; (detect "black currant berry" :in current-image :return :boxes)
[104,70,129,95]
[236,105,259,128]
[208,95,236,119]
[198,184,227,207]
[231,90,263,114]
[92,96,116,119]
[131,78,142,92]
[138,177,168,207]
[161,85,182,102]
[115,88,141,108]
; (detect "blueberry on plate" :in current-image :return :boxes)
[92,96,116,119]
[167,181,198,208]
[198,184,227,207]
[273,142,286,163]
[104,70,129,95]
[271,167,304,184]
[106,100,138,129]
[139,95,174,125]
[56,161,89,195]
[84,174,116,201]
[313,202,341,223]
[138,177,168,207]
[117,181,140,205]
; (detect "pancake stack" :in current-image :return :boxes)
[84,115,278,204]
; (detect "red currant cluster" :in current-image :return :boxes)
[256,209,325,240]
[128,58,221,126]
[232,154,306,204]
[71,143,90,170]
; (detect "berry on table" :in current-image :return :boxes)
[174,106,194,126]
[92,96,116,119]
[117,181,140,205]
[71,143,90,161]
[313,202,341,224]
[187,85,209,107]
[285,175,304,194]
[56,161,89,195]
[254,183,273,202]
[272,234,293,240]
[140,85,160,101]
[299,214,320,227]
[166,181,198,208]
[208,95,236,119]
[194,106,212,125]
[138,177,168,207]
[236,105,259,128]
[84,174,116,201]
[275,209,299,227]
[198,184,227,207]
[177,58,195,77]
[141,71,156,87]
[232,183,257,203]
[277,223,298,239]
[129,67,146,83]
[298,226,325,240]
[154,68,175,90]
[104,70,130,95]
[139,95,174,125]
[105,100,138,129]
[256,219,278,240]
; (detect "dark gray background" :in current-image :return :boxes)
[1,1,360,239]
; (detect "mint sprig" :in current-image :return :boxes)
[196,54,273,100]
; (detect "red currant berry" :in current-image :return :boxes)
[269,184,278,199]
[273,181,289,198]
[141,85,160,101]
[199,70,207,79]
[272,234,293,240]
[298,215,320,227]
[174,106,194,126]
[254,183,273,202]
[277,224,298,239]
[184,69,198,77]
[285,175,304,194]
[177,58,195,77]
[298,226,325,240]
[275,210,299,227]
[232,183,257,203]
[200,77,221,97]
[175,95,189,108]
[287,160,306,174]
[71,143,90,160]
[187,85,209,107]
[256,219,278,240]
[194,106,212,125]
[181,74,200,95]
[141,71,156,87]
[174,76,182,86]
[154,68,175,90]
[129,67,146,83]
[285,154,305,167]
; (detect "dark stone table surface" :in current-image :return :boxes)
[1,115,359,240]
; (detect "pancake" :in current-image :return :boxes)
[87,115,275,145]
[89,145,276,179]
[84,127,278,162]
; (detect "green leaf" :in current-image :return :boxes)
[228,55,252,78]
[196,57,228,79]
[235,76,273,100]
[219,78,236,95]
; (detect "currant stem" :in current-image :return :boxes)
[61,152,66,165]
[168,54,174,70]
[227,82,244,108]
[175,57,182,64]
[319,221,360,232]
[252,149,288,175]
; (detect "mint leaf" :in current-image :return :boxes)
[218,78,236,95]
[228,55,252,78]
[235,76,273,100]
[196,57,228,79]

########

▸ Task instructions: A full, exact repeat of the entries above is required.

▸ Task result:
; (detect "black currant berry" :in current-image :return :boxes)
[104,70,129,95]
[236,105,259,128]
[208,95,236,119]
[198,184,227,207]
[231,90,263,114]
[92,96,116,119]
[131,78,142,92]
[138,177,168,207]
[161,85,182,102]
[115,88,141,108]
; (detect "blueberry on plate" :in current-image :return :boxes)
[92,96,116,119]
[167,181,198,208]
[198,184,227,207]
[273,142,286,163]
[104,70,129,95]
[271,167,304,184]
[106,100,138,129]
[139,95,174,125]
[56,161,89,195]
[84,174,116,201]
[313,202,341,223]
[138,177,168,207]
[117,181,140,205]
; (detect "pancake stack" :in current-image :return :boxes)
[84,115,278,204]
; (detect "red currant cluster" :in current-image :return :boxes)
[256,209,325,240]
[128,58,221,126]
[232,154,306,204]
[71,143,90,170]
; (detect "berry on table" :in current-image :return :boxes)
[174,106,194,126]
[92,96,116,119]
[117,181,140,205]
[71,143,90,161]
[313,202,341,224]
[187,85,209,107]
[285,175,304,194]
[56,161,89,195]
[254,183,273,202]
[272,234,293,240]
[140,85,160,101]
[299,214,320,227]
[166,181,198,208]
[208,95,236,119]
[194,106,212,125]
[138,177,168,207]
[236,105,259,128]
[84,174,116,201]
[275,209,299,227]
[198,184,227,207]
[177,58,195,77]
[141,71,156,87]
[232,183,257,203]
[277,223,298,239]
[129,67,146,83]
[298,226,325,240]
[154,68,175,90]
[104,70,130,95]
[139,95,174,125]
[105,100,138,129]
[256,219,278,240]
; (detect "dark gray background" :in current-image :return :boxes)
[1,1,360,239]
; (detect "mint sprig" :in current-image :return :boxes)
[196,54,273,100]
; (detect "red currant berry" :in current-image :return :boxes)
[269,184,278,199]
[273,181,289,198]
[141,85,160,101]
[199,70,207,79]
[272,234,293,240]
[298,215,320,227]
[174,106,194,126]
[254,183,273,202]
[277,224,298,239]
[184,69,198,77]
[285,175,304,194]
[177,58,195,77]
[298,226,325,240]
[275,210,299,227]
[232,183,257,203]
[200,77,221,97]
[175,95,189,108]
[287,160,306,174]
[71,143,90,160]
[187,85,209,107]
[256,219,278,240]
[194,106,212,125]
[181,74,200,95]
[141,71,156,87]
[174,76,182,86]
[154,68,175,90]
[129,67,146,83]
[285,154,305,167]
; (detect "dark stone table surface" :in current-image :return :boxes)
[1,115,359,240]
; (detect "pancake" :in current-image :return :boxes)
[87,115,275,145]
[89,145,276,179]
[84,127,278,162]
; (detect "green leaf" :in current-image :return :boxes)
[228,55,252,78]
[196,57,228,79]
[235,76,273,100]
[219,78,236,95]
; (detect "currant stem" :in current-image :return :boxes)
[61,152,66,165]
[168,54,174,70]
[227,82,244,108]
[175,57,182,64]
[319,221,360,232]
[252,149,288,175]
; (detect "mint leaf" :in current-image :return :boxes)
[218,78,236,95]
[228,55,252,78]
[235,76,273,100]
[196,57,228,79]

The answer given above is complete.